■ **Task statement**:
Filter the data for "what" and copy matching lines.
(Extracted entries)
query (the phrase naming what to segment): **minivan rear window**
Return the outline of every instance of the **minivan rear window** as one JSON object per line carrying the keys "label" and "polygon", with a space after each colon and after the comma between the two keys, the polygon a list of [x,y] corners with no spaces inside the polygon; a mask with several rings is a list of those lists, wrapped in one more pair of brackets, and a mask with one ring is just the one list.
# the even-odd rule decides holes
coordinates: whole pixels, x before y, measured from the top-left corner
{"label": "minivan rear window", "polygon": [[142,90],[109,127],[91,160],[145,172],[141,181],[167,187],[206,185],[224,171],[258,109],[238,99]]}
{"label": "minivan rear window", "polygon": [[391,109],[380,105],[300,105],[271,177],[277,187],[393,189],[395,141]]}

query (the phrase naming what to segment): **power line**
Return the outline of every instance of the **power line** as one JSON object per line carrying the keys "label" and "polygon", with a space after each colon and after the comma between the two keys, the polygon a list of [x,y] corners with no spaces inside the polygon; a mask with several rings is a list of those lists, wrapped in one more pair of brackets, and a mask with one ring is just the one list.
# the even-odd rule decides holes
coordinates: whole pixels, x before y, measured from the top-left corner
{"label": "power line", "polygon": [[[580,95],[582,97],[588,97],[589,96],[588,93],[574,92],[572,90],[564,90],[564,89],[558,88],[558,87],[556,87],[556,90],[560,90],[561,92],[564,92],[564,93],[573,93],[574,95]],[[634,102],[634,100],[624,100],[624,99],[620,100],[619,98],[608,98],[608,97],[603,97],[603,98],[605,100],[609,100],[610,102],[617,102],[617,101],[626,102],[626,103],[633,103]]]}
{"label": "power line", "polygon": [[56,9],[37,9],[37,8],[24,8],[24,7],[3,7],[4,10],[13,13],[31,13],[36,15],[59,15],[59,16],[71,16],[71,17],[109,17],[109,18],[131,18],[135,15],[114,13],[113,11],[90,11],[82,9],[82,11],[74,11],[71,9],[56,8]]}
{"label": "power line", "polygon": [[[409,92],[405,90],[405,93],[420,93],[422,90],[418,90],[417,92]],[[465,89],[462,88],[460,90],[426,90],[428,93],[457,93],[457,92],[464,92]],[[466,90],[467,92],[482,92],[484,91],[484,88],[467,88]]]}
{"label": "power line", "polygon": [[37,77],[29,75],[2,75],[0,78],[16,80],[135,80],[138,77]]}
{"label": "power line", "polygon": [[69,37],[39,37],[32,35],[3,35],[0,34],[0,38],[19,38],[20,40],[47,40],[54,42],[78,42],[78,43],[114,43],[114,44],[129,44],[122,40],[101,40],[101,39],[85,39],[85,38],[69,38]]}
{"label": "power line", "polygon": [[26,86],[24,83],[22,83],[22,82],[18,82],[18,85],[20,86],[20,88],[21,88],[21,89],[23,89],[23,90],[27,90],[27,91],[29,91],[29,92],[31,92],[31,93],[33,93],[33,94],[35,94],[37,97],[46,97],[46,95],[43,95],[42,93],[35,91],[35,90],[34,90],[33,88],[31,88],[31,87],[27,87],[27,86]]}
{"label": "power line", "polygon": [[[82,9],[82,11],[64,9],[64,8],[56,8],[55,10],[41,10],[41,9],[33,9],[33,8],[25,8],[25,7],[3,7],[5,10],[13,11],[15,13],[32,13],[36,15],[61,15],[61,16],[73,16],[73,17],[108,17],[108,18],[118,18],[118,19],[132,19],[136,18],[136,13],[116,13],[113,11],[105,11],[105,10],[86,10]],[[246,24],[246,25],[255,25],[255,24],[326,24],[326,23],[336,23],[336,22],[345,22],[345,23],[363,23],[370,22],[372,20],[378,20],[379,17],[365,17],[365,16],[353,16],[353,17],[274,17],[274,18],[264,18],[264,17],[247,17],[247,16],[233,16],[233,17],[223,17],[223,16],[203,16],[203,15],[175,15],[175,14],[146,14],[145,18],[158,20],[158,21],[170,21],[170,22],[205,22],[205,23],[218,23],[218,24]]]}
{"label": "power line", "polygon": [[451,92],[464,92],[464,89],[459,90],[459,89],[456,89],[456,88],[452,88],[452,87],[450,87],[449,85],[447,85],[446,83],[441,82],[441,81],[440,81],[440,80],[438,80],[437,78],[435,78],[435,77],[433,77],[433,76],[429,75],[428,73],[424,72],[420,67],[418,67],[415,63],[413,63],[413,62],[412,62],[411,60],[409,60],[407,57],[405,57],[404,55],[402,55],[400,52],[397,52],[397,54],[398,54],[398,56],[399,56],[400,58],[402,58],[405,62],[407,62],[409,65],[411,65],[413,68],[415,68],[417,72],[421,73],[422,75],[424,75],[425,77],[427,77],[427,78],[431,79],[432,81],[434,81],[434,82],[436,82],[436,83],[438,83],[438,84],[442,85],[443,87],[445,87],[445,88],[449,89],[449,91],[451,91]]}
(End Extracted entries)
■ **Task output**:
query (the phrase naming what to segment): **minivan rear window**
query (the phrase naming what to segment): **power line**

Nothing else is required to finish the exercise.